_Text block_
Large-scale efforts have now led to the sequencing of many genomes. A range is summarized in Figure 3.9. They extend from the 0.6 × 106 bp of a mycoplasma to the 3.3 × 109 bp of the human genome, and include several important experimental animals, including yeasts, the fruit fly, and a nematode worm. (Web sites with summaries of genome sequences are listed at the end of this section).
Figure 3.10 summarizes the minimum number of genes found in each class of organism; of course, many species may have more than the minimum number required for their type.
The sequences of the genomes of bacteria and archaea show that virtually all of the DNA (typically 85-90%) codes for RNA or protein. Figure 3.11 shows that the range of genome sizes is about an order of magnitude, and that the genome size is proportional to the number of genes. The typical gene is about 1000 bp in length.
All of the bacteria with genome sizes below 1.5 Mb are obligate intracellular parasites?they live within a eukaryotic host that provides them with small molecules. Their genomes identify the minimum number of functions required to construct a cell. All classes of genes are reduced in number compared with bacteria with larger genomes, but the most significant reduction is in loci coding for enzymes concerned with metabolic functions (which are largely provided by the host cell) and with regulation of gene expression. Mycoplasma genitalium has the smallest genome, ~470 genes.
The archaea have biological properties that are intermediate between the prokaryotes and eukaryotes, but their genome sizes and gene numbers fall in the same range as bacteria. Their genome sizes vary from 1.5 - 3 Mb, corresponding to 1500 - 2700 genes. M. jannaschii is a methane-producing species that lives under high pressure and temperature. Its total gene number is similar to that of H. influenzae, but fewer of its genes can be identified on the basis of comparison with genes known in other organisms. Its apparatus for gene expression resembles eukaryotes more than prokaryotes, but its apparatus for cell division better resembles prokaryotes.
The archaea and the smallest free-living bacteria identify the minimum number of genes required to make a cell able to function independently in the environment. The smallest archaeal genome has ~1500 genes. The free-living bacterium with the smallest known genome is the thermophile Aquifex aeolicus, with 1.5 Mb and 1512 genes (Deckert et al., 1998). A "typical" gram-negative bacterium, H. influenzae, has 1,743 genes each of ~900 bp. So we can conclude that ~1500 genes are required to make a free-living organism.
Bacterial genome sizes extend over almost an order of magnitude to <8 Mb. The larger genomes have more genes. The bacteria with the largest genomes, S. meliloti and M. loti, are nitrogen-fixing bacteria that live on plant roots. Their genome sizes (~7 Mb) and total gene numbers (>6000) are similar to those of yeasts (Galibert et al., 2001).
The size of the genome of E. coli is in the middle of the range. The common laboratory strain has 4,288 genes, with an average length ~950 bp, and an average separation between genes of 118 bp (Blattner et al., 1997). But there can be quite significant differences between strains. The known extremes of E. coli are from the smallest strain that has 4.6 Mb with 4249 genes to the largest strain that has 5.5 Mb bp with 5361 genes
We still do not know the functions of all the genes. In most of these genomes, ~60% of the genes can be identified on the basis of homology with known genes in other species. These genes fall approximately equally into classes whose products are concerned with metabolism, cell structure or transport of components, and gene expression and its regulation. In virtually every genome, >25% of the genes cannot be ascribed any function. Many of these genes can be found in related organisms, which implies that they have a conserved function.
There has been some emphasis on sequencing the genomes of pathogenic bacteria, given their medical importance. An important insight into the nature of pathogenicity has been provided by the demonstration that "pathogenicity islands" are a characteristic feature of their genomes (for review see Hacker and Kaper, 2000). These are large regions, ~10-200 kb, that are present in the genome of a pathogenic species, but absent from the genomes of nonpathogenic variants of the same or related species. Their G-C content often differs from that of the rest of the genome, and it is likely that they migrate between bacteria by a process of horizontal transfer. For example, the bacterium that causes anthrax (B. anthracis) has two large plasmids (extrachromosomal DNA), one of which has a pathogenicity island that includes the gene coding for the anthrax toxin.

_Records supplied_
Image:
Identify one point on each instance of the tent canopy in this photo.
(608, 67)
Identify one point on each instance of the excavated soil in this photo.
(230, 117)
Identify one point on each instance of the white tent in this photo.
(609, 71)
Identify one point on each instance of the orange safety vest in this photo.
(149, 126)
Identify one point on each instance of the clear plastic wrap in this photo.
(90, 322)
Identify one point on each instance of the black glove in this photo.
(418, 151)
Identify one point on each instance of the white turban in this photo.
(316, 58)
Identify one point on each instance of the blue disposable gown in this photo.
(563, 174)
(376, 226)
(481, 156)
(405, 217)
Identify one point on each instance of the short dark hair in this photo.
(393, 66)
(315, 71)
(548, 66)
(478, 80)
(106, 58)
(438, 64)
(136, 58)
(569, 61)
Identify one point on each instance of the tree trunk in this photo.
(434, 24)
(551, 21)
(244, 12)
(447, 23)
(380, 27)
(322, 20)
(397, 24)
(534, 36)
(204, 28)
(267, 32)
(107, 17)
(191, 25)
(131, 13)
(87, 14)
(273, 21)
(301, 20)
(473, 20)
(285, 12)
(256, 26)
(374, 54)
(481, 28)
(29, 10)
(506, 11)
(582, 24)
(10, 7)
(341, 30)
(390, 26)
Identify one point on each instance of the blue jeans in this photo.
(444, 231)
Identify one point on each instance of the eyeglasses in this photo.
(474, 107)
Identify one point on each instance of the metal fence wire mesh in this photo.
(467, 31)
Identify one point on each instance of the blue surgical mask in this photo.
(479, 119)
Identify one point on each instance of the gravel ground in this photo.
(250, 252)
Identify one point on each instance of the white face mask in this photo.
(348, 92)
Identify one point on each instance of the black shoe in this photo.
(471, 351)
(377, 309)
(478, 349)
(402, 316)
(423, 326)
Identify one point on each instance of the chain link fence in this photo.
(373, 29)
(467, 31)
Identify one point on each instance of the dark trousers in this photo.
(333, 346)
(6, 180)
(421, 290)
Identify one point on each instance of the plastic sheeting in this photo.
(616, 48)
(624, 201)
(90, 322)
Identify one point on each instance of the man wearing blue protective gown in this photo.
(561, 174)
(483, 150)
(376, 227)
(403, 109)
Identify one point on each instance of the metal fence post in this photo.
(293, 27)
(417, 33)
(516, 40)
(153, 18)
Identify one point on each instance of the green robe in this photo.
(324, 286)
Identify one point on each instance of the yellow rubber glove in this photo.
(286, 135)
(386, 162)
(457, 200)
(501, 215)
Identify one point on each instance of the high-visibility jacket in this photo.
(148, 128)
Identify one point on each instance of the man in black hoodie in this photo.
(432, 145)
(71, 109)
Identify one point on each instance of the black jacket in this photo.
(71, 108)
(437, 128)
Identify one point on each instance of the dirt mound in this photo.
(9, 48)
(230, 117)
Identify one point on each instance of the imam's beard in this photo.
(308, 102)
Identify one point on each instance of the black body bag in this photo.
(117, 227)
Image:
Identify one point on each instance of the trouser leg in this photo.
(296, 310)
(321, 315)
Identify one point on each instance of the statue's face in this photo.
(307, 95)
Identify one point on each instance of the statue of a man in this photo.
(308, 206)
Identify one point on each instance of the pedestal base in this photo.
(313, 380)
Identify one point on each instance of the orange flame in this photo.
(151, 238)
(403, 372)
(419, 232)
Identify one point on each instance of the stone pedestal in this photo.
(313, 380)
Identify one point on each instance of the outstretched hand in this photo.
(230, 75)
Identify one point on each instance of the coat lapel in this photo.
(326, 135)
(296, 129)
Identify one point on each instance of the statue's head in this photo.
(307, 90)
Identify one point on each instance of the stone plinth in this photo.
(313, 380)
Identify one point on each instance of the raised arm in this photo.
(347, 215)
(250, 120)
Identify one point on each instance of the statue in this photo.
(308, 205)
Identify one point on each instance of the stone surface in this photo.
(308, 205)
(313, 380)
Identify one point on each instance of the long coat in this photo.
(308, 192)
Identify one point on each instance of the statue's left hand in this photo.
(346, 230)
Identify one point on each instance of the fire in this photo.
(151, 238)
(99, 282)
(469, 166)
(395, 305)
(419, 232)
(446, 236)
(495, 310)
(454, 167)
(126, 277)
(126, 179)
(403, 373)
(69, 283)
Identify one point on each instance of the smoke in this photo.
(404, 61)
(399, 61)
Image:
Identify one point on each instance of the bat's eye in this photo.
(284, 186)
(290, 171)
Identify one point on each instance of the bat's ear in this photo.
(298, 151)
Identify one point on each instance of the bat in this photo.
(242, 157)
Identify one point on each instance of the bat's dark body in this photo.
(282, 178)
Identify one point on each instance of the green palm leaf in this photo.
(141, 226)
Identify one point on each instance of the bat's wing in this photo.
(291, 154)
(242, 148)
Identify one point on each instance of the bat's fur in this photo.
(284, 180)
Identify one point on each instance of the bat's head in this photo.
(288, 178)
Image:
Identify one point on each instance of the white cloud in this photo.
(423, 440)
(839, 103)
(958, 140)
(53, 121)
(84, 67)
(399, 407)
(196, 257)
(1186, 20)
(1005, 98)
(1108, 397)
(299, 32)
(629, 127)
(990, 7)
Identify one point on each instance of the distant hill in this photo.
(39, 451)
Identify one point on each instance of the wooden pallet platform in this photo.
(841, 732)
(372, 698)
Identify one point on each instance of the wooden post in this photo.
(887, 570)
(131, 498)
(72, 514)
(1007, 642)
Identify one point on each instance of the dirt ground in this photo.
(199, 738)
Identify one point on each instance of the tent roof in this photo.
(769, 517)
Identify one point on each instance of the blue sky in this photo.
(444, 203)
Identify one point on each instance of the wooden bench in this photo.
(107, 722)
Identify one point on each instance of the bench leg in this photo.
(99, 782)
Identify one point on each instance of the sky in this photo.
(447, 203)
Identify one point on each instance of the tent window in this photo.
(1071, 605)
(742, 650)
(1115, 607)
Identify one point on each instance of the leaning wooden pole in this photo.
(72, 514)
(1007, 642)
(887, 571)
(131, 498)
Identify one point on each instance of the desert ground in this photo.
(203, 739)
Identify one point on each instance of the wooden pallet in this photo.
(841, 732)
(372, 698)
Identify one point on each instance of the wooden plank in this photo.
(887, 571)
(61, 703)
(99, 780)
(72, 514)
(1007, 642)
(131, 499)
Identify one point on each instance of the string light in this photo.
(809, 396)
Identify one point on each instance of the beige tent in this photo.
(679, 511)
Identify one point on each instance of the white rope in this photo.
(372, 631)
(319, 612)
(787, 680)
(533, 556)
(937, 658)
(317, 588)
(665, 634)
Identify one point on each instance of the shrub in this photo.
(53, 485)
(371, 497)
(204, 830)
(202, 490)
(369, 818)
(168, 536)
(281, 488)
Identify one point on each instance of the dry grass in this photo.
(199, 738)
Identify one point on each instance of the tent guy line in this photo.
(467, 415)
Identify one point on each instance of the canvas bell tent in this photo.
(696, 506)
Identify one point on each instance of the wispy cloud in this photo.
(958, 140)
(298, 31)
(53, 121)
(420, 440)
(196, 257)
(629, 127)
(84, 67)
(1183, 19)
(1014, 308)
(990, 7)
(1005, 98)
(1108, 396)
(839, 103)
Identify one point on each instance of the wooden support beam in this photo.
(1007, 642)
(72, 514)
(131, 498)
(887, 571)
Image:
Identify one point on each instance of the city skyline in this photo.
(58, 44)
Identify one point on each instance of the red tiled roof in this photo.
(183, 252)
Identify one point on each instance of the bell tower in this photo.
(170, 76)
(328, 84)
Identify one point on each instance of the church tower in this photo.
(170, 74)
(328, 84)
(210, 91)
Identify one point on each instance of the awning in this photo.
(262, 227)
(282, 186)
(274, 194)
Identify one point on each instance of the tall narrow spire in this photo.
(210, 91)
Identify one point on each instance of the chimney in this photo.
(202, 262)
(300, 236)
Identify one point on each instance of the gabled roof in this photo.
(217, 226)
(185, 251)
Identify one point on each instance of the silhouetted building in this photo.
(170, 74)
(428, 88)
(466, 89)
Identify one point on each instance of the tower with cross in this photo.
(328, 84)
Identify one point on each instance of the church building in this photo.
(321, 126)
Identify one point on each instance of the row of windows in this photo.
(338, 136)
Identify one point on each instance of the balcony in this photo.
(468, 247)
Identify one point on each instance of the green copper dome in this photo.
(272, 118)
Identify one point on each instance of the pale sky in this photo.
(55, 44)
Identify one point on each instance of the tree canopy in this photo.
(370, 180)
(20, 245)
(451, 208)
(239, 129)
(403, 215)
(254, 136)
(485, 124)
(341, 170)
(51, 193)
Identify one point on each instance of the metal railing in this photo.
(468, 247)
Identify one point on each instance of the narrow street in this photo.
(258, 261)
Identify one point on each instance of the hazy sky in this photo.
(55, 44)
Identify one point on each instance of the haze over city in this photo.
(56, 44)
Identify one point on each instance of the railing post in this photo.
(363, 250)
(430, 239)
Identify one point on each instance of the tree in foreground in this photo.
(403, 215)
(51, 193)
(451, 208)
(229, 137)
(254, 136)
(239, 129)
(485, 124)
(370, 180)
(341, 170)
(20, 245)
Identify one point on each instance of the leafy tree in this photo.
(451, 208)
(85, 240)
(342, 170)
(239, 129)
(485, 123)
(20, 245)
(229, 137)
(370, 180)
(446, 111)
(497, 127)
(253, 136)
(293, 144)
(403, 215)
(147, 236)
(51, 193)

_Study questions_
1/ In the passage on bacterial genomes, which free-living bacterium has the smallest known genome?
2/ Switch "plant roots" to "legume roots" in the passage on bacterial genomes, and write out the part from "Bacterial genome sizes" to "et al., 2001)." with that change.

_Completed exercise_
1/ The thermophile Aquifex aeolicus, with 1.5 Mb and 1512 genes.

2/
Bacterial genome sizes extend over almost an order of magnitude to <8 Mb. The larger genomes have more genes. The bacteria with the largest genomes, S. meliloti and M. loti, are nitrogen-fixing bacteria that live on legume roots. Their genome sizes (~7 Mb) and total gene numbers (>6000) are similar to those of yeasts (Galibert et al., 2001).